- _Task prompt_
Substitute "central" for "innermost" in the items, starting with the line with "form: [1075, 526]." and going on through the line with "[1142, 155]". Give only those lines back, with nothing else changed.

- _Dataset excerpts_
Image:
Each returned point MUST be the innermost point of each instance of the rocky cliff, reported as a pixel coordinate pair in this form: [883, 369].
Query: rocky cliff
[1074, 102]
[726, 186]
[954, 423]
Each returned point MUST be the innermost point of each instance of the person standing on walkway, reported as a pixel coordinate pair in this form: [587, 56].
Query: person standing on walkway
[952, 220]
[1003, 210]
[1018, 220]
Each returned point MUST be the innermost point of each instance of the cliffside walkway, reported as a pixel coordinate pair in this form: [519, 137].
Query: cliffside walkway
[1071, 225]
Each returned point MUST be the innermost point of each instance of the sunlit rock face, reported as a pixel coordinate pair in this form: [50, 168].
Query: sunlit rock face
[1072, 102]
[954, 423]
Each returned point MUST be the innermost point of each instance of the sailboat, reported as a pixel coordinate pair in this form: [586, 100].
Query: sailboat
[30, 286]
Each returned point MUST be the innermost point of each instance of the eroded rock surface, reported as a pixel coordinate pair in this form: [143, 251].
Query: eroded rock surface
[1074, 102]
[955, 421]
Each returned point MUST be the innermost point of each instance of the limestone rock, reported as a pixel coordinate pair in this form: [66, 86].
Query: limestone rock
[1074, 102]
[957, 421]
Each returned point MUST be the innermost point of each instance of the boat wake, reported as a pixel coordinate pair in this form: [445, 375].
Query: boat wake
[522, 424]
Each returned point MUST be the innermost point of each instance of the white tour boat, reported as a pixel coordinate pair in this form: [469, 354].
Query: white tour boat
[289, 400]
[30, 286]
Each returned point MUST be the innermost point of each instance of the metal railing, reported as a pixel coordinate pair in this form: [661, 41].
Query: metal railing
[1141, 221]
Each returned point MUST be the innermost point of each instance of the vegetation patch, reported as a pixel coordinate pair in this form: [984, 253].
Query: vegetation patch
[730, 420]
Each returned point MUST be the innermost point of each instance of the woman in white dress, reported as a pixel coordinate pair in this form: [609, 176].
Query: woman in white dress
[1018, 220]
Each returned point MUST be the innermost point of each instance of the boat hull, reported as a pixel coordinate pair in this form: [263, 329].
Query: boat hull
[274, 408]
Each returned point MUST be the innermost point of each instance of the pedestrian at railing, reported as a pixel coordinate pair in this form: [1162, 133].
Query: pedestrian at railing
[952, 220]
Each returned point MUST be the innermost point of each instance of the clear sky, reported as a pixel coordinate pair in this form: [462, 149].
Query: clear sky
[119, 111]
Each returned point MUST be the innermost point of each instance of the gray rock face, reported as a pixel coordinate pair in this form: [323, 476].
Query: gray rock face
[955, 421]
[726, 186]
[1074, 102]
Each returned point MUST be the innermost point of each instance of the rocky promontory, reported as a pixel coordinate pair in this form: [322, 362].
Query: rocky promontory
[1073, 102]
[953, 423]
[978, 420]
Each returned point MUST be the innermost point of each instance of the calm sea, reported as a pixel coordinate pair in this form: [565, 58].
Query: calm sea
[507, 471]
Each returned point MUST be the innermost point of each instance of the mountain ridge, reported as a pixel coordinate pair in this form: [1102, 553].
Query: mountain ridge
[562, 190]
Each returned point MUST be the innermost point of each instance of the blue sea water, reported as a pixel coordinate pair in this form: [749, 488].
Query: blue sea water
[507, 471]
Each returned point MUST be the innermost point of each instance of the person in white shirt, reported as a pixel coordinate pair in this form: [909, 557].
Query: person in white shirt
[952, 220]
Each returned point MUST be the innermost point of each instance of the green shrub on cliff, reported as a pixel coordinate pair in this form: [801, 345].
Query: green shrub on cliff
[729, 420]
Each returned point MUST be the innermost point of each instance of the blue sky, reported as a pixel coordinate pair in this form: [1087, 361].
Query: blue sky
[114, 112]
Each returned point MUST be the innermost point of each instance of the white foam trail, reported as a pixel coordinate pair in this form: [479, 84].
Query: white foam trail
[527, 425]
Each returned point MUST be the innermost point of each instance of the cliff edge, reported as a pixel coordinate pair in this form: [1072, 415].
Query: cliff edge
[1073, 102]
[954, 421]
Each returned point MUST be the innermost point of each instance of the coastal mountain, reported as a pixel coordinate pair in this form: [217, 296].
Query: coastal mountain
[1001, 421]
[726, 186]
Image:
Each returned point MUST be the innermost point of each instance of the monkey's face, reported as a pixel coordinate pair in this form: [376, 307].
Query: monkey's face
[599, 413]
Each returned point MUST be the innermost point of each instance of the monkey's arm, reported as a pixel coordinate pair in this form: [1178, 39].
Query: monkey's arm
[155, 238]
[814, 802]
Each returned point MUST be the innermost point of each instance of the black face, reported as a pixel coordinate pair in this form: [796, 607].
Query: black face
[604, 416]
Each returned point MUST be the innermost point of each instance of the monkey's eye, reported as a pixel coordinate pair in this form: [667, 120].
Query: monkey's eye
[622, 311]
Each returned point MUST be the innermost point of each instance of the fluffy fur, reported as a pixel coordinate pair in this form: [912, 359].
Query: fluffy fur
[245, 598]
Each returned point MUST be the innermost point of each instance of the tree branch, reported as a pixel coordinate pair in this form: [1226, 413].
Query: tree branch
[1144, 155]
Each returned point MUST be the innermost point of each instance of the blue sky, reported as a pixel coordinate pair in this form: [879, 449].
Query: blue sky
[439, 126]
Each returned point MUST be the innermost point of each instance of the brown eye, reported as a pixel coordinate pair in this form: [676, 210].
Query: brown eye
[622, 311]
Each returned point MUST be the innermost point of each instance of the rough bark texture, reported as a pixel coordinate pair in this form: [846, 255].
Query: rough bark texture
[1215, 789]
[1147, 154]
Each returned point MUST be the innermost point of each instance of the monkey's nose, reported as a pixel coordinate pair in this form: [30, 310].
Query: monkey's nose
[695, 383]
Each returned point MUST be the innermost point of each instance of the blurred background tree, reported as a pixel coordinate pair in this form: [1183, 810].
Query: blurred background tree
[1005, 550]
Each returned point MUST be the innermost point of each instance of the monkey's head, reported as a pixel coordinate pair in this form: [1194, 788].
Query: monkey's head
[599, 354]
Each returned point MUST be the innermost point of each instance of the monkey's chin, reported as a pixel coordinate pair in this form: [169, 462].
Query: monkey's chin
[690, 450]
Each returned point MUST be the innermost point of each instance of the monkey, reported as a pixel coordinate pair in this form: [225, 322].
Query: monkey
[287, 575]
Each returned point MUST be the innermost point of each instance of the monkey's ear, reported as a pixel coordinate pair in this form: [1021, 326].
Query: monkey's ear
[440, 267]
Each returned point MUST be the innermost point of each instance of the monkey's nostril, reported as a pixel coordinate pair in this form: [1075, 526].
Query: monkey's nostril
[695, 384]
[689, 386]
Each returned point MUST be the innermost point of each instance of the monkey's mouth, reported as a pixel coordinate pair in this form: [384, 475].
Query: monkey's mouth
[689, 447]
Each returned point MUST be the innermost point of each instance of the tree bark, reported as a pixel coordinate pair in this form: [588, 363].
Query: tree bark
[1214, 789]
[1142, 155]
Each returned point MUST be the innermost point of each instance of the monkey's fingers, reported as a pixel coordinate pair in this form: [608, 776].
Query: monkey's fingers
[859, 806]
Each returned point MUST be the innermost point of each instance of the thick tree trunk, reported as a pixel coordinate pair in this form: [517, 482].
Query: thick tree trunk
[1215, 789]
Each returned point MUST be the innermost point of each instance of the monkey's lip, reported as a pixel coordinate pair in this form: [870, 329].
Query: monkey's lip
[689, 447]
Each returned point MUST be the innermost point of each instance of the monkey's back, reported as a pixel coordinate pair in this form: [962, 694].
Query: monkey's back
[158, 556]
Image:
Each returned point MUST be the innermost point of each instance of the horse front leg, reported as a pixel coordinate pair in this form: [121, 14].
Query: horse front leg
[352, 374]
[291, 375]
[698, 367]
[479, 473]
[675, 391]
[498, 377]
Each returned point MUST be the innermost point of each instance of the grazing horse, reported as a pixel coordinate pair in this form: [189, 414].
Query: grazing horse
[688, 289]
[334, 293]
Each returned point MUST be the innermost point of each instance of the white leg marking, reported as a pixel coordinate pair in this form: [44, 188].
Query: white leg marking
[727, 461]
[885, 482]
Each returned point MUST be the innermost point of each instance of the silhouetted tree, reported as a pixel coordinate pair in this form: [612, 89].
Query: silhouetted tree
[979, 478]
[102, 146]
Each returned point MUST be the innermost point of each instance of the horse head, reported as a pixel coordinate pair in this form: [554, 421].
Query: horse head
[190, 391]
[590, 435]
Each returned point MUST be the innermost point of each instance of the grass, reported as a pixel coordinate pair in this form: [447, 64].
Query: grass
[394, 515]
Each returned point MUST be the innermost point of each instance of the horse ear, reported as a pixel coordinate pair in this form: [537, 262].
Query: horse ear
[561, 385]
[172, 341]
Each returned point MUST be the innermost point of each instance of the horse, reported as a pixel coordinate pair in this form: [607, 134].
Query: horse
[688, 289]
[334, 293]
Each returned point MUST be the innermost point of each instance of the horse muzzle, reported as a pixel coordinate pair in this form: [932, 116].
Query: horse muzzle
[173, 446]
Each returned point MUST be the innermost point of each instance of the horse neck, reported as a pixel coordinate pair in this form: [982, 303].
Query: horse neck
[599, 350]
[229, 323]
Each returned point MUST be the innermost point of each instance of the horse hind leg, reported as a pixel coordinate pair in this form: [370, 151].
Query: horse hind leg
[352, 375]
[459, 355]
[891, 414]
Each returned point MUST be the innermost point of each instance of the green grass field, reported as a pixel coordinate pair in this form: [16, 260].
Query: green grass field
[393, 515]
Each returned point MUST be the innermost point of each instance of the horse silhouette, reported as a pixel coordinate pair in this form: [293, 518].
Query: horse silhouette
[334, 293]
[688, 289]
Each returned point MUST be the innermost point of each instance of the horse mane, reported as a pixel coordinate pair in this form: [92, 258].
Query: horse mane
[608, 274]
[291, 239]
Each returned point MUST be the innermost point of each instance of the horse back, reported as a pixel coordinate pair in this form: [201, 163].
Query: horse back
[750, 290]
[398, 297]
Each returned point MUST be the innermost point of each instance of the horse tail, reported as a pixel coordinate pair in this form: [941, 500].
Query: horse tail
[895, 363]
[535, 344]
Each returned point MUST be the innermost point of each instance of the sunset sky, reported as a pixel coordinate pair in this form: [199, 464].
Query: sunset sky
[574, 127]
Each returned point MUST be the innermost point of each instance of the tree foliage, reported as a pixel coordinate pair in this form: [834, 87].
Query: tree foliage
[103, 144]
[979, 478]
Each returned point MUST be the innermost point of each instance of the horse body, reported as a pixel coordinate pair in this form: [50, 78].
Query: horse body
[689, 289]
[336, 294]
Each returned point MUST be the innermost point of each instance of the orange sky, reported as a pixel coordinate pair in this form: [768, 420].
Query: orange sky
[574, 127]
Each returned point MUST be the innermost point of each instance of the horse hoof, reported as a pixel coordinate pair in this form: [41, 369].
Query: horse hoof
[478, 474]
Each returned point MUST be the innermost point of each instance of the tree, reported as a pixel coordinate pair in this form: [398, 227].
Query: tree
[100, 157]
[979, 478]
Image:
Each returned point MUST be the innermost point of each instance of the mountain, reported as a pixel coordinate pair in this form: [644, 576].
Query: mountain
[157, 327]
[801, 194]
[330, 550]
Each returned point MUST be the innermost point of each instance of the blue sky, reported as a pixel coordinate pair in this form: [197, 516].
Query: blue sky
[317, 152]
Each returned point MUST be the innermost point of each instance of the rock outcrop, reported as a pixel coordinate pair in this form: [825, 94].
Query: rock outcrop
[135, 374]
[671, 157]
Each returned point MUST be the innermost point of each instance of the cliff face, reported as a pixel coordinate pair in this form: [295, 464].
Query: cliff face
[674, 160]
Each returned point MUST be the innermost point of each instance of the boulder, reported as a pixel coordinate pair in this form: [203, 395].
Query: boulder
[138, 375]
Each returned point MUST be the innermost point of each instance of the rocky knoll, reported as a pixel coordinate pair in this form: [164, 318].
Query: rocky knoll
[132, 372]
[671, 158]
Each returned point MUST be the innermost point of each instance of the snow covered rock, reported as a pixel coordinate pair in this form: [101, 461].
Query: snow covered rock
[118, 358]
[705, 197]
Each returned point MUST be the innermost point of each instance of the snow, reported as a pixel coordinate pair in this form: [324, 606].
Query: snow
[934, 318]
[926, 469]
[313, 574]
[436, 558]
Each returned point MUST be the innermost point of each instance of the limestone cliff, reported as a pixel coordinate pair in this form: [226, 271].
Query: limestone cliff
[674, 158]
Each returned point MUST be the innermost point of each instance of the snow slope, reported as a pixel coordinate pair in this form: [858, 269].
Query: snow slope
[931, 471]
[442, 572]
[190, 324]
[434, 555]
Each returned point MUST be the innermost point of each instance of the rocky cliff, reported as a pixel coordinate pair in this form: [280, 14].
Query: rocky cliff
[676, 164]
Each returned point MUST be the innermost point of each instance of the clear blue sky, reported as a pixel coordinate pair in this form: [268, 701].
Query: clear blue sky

- _Task solution_
Each returned point MUST be the central point of each instance of the monkey's nostril, reported as a pixel coordinate pair in this form: [1075, 526].
Query: monkey's nostril
[695, 384]
[689, 386]
Each returned point MUST be the central point of each instance of the monkey's mouth, reported as a pixel coordinate pair in this form: [384, 475].
Query: monkey's mouth
[689, 447]
Each returned point MUST be the central point of each instance of the tree bark, reported as a pixel coordinate pair in this form: [588, 363].
Query: tree bark
[1214, 789]
[1142, 155]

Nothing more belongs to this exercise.